• **CHALLENGES**:
• a. In the innocent spouse case summary, how much was the unpaid tax liability on the 2011 joint return?
• b. Please copy out the records from the line containing "Put one point on every instance of the tree line" through the end of the records, including both of those ends.
--- Begin SUPPLIED PASSAGE ---
Benson v. Comm’r, T.C. Memo. 2018157, 2018 WL 4520083 (2018), aff’d, 774 F. App’x 339 (8th Cir. 2019)

(a) Facts: Wife owned a corporation that maintained and collected revenue from St. Louis parking meters. She fraudulently overbilled the city, was convicted, and went to prison. While she was in prison, the husband filed to divorce her.

On their 2011 joint tax return, the husband and the wife correctly reported their incomes. But they did not pay the entire $69,513 tax liability.
The husband petitioned for innocent spouse relief. The IRS denied the petition, and the husband appealed to the Tax Court.

(b) Issue: Was the husband entitled to innocent spouse relief?

(c) Answer to Issue: No.

(d) Summary of Rationale: Mandatory innocent spouse relief is available only for tax understatements. Here, the problem was not understatement but, rather, lack of payment.

The IRS agreed that the threshold conditions were met. The husband had an annual income of $140,000, which was sufficient to make payments on the tax liability, so he would not suffer hardship by paying the taxes, and the safe harbor conditions were not met.

The result therefore depended upon the discretionary relief factors. Only one factor favored relief –the parties were separated when the husband requested relief. By contrast, three factors opposed relief: (1) the husband benefitted from the unpaid tax liability because his financial status was intertwined with the wife’s; and (2) the husband was aware that the wife could not pay the taxes (because her conviction resulted in a total loss of income); and (3) the husband had not timely paid his 2013 and 2014 taxes. Because the balance of factors was negative, the court refused to grant the husband innocent spouse relief.

In an unpublished opinion, the Eighth Circuit summarily affirmed the Tax Court’s decision.

Observation: The husband did not know of the wife’s fraud, but he appears to have shared in spending the proceeds. Also, he could repay the debt of $69,513 (presumably plus interest) from his annual income of $140,000. Finally, it never helps when a claimant seeking innocent spouse relief has failed to pay taxes on time in later years.
--- End SUPPLIED PASSAGE ---
--- Begin MATERIAL TO PROCESS ---
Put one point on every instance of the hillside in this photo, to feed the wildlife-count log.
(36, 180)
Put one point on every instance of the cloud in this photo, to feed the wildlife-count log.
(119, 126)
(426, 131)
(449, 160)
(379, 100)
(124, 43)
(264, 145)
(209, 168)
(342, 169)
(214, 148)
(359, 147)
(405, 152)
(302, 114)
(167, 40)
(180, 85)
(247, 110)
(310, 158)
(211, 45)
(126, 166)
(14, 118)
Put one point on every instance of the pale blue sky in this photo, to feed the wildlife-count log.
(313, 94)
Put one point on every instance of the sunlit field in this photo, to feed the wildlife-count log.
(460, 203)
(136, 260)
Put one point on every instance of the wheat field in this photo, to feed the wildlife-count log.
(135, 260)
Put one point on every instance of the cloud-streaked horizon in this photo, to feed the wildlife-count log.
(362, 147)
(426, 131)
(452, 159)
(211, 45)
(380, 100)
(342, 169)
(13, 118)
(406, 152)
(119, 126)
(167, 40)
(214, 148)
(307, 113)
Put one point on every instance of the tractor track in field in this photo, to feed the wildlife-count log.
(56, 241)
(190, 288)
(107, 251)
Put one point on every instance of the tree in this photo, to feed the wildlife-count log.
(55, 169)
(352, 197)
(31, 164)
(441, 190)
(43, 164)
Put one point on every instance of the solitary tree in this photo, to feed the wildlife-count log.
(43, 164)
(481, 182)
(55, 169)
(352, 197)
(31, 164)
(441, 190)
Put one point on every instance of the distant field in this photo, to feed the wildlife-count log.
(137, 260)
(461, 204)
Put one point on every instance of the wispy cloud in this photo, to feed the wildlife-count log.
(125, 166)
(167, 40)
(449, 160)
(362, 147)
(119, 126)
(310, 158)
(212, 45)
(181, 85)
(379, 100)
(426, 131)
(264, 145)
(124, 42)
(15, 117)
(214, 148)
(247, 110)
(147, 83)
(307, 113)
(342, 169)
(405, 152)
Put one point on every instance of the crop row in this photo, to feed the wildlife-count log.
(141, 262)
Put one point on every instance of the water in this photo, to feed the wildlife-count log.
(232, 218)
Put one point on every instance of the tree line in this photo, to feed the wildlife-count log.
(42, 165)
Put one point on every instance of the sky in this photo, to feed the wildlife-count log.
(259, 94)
--- End MATERIAL TO PROCESS ---
• **SOLVED PROBLEMS**:
• a. $69,513.

• b.
Put one point on every instance of the tree line in this photo, to feed the wildlife-count log.
(42, 165)
Put one point on every instance of the sky in this photo, to feed the wildlife-count log.
(259, 94)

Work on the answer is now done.